Requirement: Your answer must hold only the lines below from the line containing "[mark] the small" through the line containing "[mark] the red mesh", each reproduced exactly.

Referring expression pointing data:
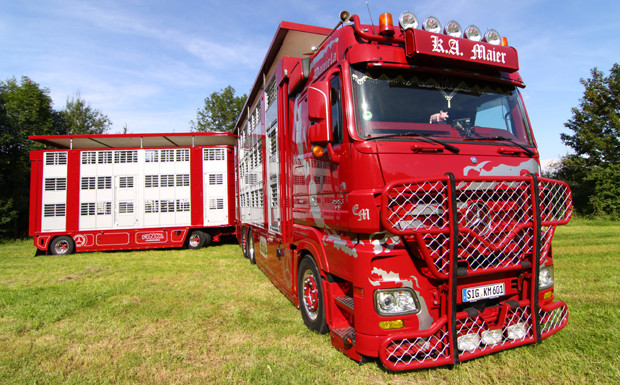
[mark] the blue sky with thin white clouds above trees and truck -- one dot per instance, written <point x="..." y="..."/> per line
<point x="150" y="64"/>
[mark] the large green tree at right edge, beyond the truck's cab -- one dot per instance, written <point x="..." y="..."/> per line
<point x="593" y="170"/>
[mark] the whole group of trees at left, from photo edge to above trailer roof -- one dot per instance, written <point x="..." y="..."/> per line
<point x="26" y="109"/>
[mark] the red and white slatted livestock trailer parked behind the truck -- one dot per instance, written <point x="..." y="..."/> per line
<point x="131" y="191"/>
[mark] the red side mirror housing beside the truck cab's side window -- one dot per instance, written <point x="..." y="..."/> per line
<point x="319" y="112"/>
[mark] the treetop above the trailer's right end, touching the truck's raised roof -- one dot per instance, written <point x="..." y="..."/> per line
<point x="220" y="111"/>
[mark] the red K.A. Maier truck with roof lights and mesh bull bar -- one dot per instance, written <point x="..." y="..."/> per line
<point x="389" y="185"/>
==
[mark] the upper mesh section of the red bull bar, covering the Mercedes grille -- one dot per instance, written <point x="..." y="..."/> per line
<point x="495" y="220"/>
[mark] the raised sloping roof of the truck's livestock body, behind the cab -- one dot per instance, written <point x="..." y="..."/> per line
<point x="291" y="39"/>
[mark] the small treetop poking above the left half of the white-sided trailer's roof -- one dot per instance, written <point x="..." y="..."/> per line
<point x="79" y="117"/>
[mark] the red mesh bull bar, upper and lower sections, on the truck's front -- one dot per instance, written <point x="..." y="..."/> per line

Answer box:
[mark] the small treetop poking above the left half of the white-sided trailer's roof -- one dot per instance, written <point x="..." y="..."/> per line
<point x="79" y="117"/>
[mark] the red mesh bull bar, upper and lower sections, on the truck's front -- one dot per instance, written <point x="..." y="..."/> per line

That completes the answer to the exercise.